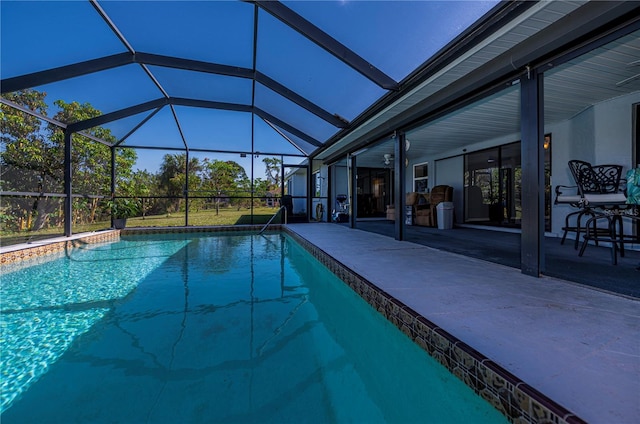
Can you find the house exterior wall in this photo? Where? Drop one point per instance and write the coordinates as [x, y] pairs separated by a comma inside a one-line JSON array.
[[601, 134]]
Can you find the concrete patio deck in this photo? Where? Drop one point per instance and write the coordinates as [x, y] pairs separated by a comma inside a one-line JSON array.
[[578, 346]]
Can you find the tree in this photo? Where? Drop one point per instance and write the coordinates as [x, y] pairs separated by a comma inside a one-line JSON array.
[[172, 177], [272, 172], [26, 157], [224, 179], [33, 159]]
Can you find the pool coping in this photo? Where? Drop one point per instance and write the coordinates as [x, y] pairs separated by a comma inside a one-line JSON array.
[[514, 398]]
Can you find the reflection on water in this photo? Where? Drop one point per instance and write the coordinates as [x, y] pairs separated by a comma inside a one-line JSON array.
[[236, 329]]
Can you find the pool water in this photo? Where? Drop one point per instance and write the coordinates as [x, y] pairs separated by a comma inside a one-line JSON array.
[[197, 328]]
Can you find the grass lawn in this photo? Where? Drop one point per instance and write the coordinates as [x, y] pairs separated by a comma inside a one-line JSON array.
[[226, 216]]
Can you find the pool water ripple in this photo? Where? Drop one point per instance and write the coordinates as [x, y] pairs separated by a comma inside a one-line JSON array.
[[216, 329], [45, 307]]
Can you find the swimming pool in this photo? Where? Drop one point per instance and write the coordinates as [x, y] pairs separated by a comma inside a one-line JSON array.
[[200, 328]]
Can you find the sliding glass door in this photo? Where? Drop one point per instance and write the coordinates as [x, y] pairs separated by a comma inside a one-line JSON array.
[[493, 186]]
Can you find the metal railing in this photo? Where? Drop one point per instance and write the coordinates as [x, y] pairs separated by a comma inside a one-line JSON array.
[[273, 217]]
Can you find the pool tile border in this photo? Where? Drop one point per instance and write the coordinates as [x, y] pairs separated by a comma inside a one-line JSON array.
[[515, 399], [45, 249]]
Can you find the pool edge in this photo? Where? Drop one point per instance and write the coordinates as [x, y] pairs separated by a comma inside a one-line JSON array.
[[514, 398]]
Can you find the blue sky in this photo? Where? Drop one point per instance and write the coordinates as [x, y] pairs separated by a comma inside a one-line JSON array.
[[395, 36]]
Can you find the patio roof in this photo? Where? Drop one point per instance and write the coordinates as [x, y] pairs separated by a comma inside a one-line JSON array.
[[254, 76]]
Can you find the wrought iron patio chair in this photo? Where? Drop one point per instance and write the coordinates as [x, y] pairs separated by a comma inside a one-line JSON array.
[[595, 186], [601, 188]]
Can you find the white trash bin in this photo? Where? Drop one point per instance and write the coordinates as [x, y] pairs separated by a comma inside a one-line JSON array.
[[445, 215]]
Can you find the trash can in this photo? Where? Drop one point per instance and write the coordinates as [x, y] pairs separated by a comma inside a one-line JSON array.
[[445, 215]]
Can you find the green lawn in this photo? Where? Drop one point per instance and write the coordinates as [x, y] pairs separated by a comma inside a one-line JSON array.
[[226, 216]]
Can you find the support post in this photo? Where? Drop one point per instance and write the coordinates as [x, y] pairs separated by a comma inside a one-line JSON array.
[[113, 179], [353, 182], [68, 200], [532, 261], [400, 199], [186, 191]]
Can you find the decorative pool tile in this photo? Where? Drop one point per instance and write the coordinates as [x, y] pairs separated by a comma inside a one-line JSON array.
[[41, 250], [515, 399]]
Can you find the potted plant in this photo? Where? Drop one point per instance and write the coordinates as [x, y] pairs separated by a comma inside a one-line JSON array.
[[121, 209]]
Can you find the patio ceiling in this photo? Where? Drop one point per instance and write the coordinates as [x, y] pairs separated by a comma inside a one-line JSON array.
[[245, 76], [607, 72]]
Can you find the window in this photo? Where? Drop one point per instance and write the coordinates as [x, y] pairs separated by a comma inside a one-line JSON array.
[[421, 177]]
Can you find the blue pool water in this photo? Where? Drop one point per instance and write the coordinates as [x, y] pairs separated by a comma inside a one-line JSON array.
[[197, 328]]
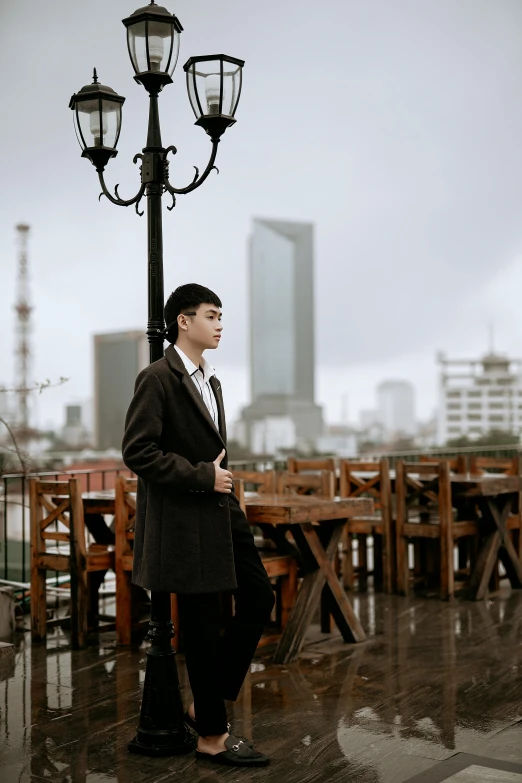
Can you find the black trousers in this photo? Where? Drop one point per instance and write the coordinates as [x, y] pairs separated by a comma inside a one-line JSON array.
[[217, 664]]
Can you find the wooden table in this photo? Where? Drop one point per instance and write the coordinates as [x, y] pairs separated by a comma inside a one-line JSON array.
[[496, 496], [316, 526]]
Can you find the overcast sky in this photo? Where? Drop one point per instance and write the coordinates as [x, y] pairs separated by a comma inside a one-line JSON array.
[[395, 126]]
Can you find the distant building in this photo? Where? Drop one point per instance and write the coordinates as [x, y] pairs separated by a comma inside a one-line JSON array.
[[396, 409], [282, 340], [74, 432], [118, 358], [477, 396], [4, 403]]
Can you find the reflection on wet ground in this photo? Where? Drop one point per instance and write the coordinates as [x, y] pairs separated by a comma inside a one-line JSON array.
[[433, 679]]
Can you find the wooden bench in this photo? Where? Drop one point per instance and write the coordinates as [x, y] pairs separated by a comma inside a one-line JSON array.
[[279, 567], [372, 480], [425, 514], [58, 505]]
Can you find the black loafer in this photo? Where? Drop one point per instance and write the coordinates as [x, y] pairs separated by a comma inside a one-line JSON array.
[[237, 754], [191, 723]]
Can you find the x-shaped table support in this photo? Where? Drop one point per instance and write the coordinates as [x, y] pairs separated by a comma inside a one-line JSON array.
[[317, 556], [497, 545]]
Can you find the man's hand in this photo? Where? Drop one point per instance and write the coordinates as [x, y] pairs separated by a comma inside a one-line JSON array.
[[223, 481]]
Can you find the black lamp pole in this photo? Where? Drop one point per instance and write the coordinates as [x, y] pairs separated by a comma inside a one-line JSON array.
[[214, 87]]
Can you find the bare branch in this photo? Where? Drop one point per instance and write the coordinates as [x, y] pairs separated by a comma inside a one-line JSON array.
[[39, 387], [23, 458]]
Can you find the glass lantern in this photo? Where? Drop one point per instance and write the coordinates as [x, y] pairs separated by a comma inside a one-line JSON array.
[[153, 36], [97, 120], [214, 89]]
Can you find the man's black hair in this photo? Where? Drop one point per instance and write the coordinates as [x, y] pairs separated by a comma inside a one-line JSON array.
[[183, 299]]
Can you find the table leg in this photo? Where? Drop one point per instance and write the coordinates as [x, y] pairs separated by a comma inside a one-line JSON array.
[[496, 545], [507, 552], [310, 591]]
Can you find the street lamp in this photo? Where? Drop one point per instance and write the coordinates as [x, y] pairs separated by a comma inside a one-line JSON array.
[[214, 88]]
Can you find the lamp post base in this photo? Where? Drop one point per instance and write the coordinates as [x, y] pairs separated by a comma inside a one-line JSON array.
[[162, 730]]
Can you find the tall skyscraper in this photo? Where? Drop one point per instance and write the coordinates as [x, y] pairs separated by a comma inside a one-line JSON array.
[[118, 358], [282, 340], [396, 408]]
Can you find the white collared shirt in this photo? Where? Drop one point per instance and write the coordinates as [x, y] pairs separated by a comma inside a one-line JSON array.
[[202, 382]]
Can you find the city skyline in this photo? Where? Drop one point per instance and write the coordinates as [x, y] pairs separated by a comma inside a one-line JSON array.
[[398, 176]]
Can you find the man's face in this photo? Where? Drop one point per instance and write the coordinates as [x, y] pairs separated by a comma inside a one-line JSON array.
[[204, 328]]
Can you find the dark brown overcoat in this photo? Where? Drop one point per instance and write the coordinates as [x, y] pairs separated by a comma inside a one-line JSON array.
[[183, 540]]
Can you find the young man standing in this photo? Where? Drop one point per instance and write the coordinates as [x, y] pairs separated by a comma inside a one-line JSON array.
[[191, 537]]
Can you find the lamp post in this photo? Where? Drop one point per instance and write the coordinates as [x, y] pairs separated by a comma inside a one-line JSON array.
[[214, 89]]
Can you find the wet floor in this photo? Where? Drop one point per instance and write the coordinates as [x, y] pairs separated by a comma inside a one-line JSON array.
[[434, 680]]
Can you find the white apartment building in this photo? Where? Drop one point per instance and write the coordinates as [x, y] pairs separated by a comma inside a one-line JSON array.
[[477, 396]]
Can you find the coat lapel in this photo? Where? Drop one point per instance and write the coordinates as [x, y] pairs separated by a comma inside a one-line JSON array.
[[177, 365], [216, 388]]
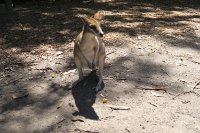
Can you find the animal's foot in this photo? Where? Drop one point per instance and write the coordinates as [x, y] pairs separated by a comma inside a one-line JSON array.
[[76, 82], [98, 87]]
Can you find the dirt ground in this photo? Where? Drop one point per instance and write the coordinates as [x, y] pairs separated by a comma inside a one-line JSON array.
[[151, 75]]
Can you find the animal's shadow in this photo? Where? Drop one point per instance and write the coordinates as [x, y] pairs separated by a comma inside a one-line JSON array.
[[85, 96]]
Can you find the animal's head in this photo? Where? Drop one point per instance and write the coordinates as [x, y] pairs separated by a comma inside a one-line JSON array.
[[92, 23]]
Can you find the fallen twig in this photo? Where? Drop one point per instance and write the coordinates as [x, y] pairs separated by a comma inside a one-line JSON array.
[[56, 123], [183, 93], [198, 83], [151, 88], [86, 131], [110, 53], [119, 107]]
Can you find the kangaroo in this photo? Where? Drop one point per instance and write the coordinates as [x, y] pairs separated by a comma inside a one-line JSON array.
[[89, 49]]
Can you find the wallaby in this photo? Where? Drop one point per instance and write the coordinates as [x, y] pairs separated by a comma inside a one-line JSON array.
[[89, 49]]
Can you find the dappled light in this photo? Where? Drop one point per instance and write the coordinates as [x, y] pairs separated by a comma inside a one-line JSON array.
[[151, 74]]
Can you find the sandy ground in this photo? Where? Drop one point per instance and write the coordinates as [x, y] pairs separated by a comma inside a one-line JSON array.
[[151, 75]]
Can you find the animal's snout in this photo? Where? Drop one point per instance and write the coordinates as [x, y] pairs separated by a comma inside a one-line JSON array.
[[101, 34]]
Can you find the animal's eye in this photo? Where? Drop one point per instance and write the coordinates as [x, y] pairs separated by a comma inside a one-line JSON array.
[[92, 26]]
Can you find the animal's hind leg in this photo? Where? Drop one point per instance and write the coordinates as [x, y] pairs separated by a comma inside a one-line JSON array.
[[101, 65], [80, 71]]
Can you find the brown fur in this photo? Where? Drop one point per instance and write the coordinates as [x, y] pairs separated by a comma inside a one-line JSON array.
[[89, 49]]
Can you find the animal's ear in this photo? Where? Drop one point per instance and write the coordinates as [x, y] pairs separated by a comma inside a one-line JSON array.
[[84, 19], [98, 16]]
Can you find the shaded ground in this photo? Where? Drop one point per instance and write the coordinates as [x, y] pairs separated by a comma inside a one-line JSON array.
[[150, 46]]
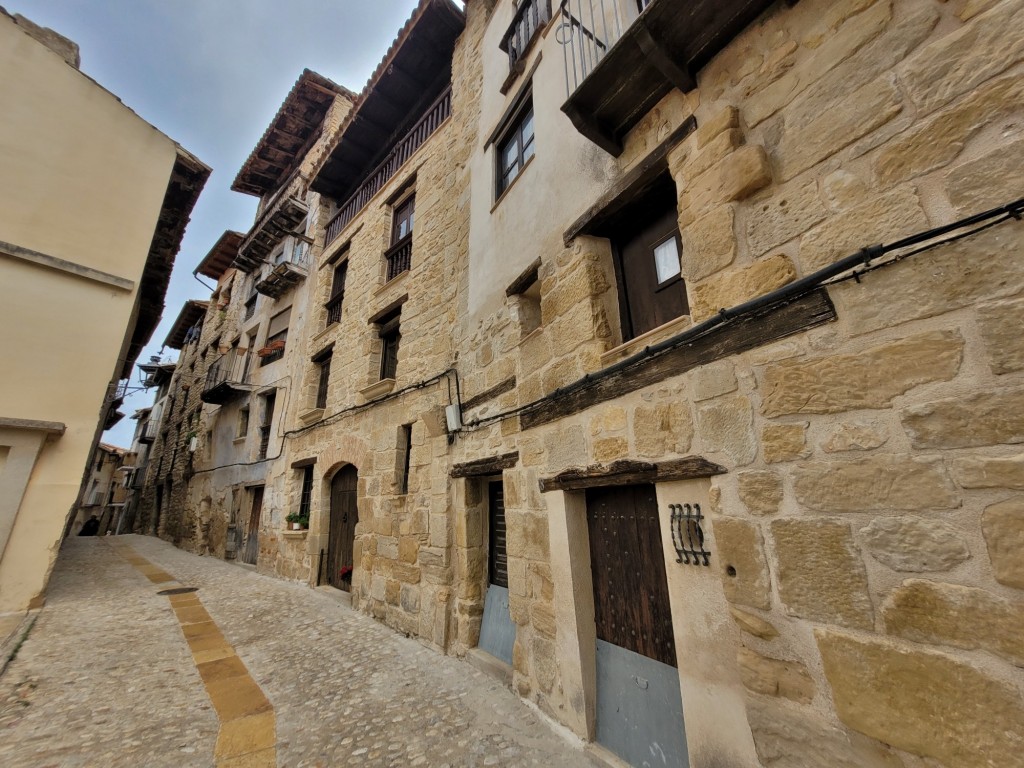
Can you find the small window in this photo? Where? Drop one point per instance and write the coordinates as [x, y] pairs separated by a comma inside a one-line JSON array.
[[323, 361], [306, 495], [516, 147], [390, 335], [399, 255], [337, 293], [404, 456]]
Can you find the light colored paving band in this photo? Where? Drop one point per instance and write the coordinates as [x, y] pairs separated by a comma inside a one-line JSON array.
[[248, 729]]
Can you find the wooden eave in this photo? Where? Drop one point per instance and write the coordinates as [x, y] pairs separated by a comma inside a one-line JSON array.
[[190, 313], [281, 220], [219, 259], [287, 138], [188, 176], [663, 49], [415, 72]]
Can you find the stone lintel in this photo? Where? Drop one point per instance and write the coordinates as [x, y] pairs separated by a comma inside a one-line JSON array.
[[627, 472]]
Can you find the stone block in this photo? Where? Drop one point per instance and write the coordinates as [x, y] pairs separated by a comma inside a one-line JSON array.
[[1003, 525], [963, 59], [753, 625], [926, 702], [983, 418], [741, 559], [709, 244], [854, 436], [714, 380], [859, 113], [542, 617], [835, 49], [876, 483], [736, 286], [880, 219], [989, 472], [783, 442], [939, 139], [735, 177], [961, 616], [820, 573], [662, 429], [726, 425], [791, 211], [761, 492], [610, 449], [1000, 325], [914, 544], [790, 737], [980, 268], [865, 380], [774, 677], [721, 121]]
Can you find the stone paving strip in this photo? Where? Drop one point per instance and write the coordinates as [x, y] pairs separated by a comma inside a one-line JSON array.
[[115, 675], [247, 723]]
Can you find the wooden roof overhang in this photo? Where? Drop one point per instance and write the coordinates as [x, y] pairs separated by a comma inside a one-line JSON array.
[[218, 261], [415, 72], [663, 49], [190, 313], [188, 176], [282, 219], [291, 133]]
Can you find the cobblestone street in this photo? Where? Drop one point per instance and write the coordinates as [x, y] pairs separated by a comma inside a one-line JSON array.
[[113, 674]]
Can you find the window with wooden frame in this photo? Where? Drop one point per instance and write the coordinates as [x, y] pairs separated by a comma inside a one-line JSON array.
[[646, 251], [404, 456], [323, 363], [337, 293], [389, 331], [515, 147], [276, 338], [399, 255]]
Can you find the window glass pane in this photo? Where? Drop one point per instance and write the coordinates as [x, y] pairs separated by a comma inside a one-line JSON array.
[[667, 259]]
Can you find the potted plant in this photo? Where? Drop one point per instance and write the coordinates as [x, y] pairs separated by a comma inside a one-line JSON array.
[[298, 521]]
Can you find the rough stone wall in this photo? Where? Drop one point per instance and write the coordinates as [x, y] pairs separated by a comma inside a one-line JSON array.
[[870, 506]]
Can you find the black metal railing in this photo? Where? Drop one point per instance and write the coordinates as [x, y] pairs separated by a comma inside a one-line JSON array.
[[425, 127], [586, 30], [334, 308], [399, 257], [530, 17]]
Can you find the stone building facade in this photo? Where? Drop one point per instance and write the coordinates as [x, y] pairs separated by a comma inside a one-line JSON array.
[[817, 455]]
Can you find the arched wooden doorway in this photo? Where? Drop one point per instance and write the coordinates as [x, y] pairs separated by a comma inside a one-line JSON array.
[[341, 535]]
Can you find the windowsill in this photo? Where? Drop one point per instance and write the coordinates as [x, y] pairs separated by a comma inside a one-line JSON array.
[[313, 414], [395, 281], [512, 183], [378, 388], [325, 332], [653, 336]]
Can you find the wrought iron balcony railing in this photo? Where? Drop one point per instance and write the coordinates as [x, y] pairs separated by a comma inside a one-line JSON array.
[[403, 150]]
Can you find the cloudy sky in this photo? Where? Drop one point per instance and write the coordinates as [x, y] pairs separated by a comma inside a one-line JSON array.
[[211, 75]]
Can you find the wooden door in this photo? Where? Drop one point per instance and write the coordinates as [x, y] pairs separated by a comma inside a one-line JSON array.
[[341, 536], [639, 702], [647, 249], [251, 551]]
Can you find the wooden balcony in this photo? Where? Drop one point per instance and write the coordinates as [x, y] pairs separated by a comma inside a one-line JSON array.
[[432, 119], [280, 220], [617, 70]]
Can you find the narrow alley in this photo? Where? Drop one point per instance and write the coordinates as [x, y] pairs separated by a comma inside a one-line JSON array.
[[246, 671]]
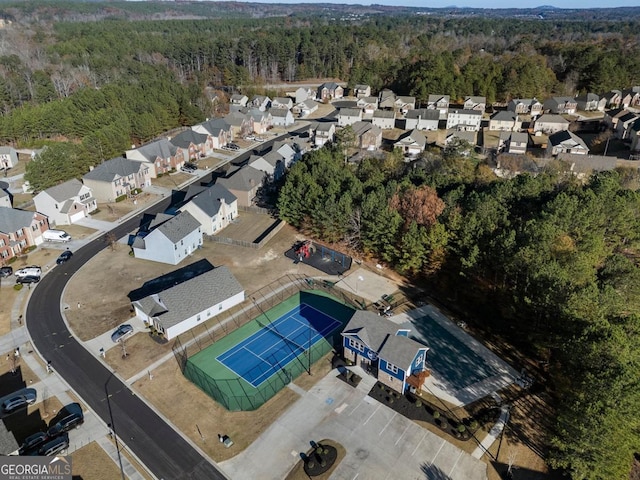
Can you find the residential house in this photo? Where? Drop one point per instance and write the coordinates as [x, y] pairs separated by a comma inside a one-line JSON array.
[[369, 136], [192, 144], [244, 184], [404, 104], [613, 98], [161, 156], [513, 142], [566, 142], [240, 124], [386, 99], [66, 203], [368, 105], [590, 102], [411, 143], [560, 105], [329, 91], [6, 199], [475, 103], [378, 345], [261, 102], [178, 308], [281, 117], [385, 119], [20, 229], [214, 208], [525, 106], [302, 94], [116, 178], [624, 124], [325, 132], [549, 123], [464, 120], [361, 91], [422, 119], [169, 240], [282, 102], [440, 103], [218, 130], [349, 116], [305, 108], [611, 117], [261, 121], [505, 120], [8, 158]]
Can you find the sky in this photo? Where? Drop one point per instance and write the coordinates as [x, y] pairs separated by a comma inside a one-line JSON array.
[[482, 3]]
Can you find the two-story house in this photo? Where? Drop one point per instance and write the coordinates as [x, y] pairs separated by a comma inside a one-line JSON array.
[[464, 120], [378, 346], [66, 203], [20, 229], [161, 156], [175, 308], [170, 240], [116, 178], [213, 207]]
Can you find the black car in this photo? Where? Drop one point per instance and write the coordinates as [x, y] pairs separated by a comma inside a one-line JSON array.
[[64, 256], [72, 420], [28, 279]]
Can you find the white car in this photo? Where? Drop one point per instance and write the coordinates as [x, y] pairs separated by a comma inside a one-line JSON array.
[[32, 271]]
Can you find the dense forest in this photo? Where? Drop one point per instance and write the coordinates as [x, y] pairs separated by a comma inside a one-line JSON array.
[[553, 259]]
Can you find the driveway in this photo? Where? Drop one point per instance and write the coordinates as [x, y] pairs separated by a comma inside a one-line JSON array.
[[380, 444]]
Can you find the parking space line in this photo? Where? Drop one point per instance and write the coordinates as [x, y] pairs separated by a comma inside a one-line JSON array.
[[405, 431], [434, 457], [371, 416], [390, 420], [416, 449], [454, 465]]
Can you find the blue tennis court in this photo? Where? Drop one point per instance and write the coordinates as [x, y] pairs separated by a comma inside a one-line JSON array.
[[278, 343]]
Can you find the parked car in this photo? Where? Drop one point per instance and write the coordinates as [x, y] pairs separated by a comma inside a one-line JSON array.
[[32, 271], [32, 442], [27, 279], [54, 446], [64, 256], [13, 403], [121, 332], [71, 421]]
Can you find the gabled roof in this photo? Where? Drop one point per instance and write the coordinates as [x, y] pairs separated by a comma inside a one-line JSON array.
[[162, 148], [65, 190], [179, 227], [423, 113], [12, 219], [112, 169], [243, 180], [193, 296], [188, 137], [209, 200]]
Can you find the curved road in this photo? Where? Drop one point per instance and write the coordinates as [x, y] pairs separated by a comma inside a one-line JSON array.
[[155, 443]]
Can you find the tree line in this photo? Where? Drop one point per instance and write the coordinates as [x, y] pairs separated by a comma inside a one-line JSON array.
[[553, 262]]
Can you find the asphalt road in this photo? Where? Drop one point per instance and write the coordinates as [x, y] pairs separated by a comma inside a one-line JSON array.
[[155, 443]]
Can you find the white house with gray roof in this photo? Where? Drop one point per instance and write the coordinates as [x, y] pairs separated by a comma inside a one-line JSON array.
[[214, 208], [377, 345], [171, 241], [161, 156], [66, 203], [116, 178], [180, 308]]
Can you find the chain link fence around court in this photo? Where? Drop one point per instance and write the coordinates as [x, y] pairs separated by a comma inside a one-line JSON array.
[[270, 301]]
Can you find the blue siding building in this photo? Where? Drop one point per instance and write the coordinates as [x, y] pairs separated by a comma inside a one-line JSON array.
[[381, 348]]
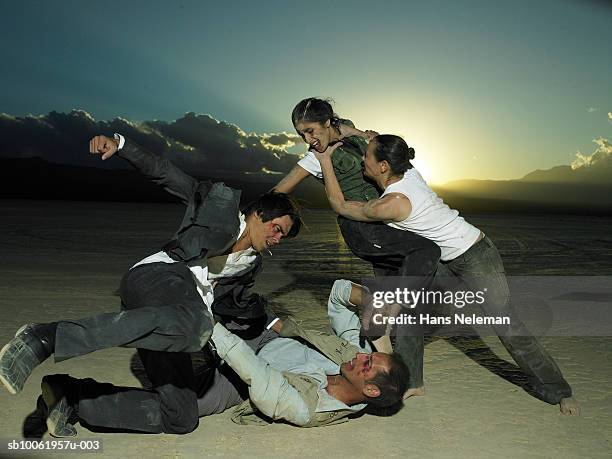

----------------

_EXERCISE AIM:_ Return, without any change, the lines of material above starting at the line containing "Can you find the glass" and ending at the line containing "[[204, 328]]", with both of those lines included.

_SOLUTION TO THIS EXERCISE:_
Can you find the glass lantern in this photo? Where? Drop one point per instance and write the coordinates as [x, y] pairs separated by a comma inside a one-line JSON array.
[[153, 36], [97, 120], [214, 89]]
Can you find the man's black hair in this photo? Where? Drop one point per instance and write the coordinates as [x, y] pairs separated by a comma inside a one-line JSON array.
[[183, 299]]
Can you find the table leg in this photo? Where? Drop one point per instance and write the coordinates as [x, y] pairs separated by a comma inside a one-line JSON array.
[[496, 545], [507, 552], [310, 591]]
Can you find the street lamp in this photo? Where? Drop one point per instance and write the coordinates as [x, y] pairs separated by a comma inside a one-line JSON array.
[[214, 88]]
Can you find the lamp post base in this photo? Where? Drop one point per instance and write the coordinates as [x, y] pairs separated by a comma inside a one-line JSON array.
[[162, 730]]
Can you find the tall skyscraper in this photo? Where? Drop one point per instance and write the coordinates as [x, y] pairs separated by a comma inside a one-line JSON array.
[[118, 358], [282, 340], [396, 408]]
Can you find the white collared shirt in this photo? Where? Drop one point per instance and write the coordinates as [x, y] pairs separated by a comma inside a one-line JSON array.
[[202, 382]]
Can you find the city skyline in this photo? Where? Drop one point per instance and write the coordinates as [x, y] pairs separated by a comma inside a one-line JSON array.
[[398, 176]]
Can you find the man's face in this photo? Where? Drop one point per instance and write the coordinates as [x, y] pairs separated by a comma inside a one-line JSON array.
[[204, 328]]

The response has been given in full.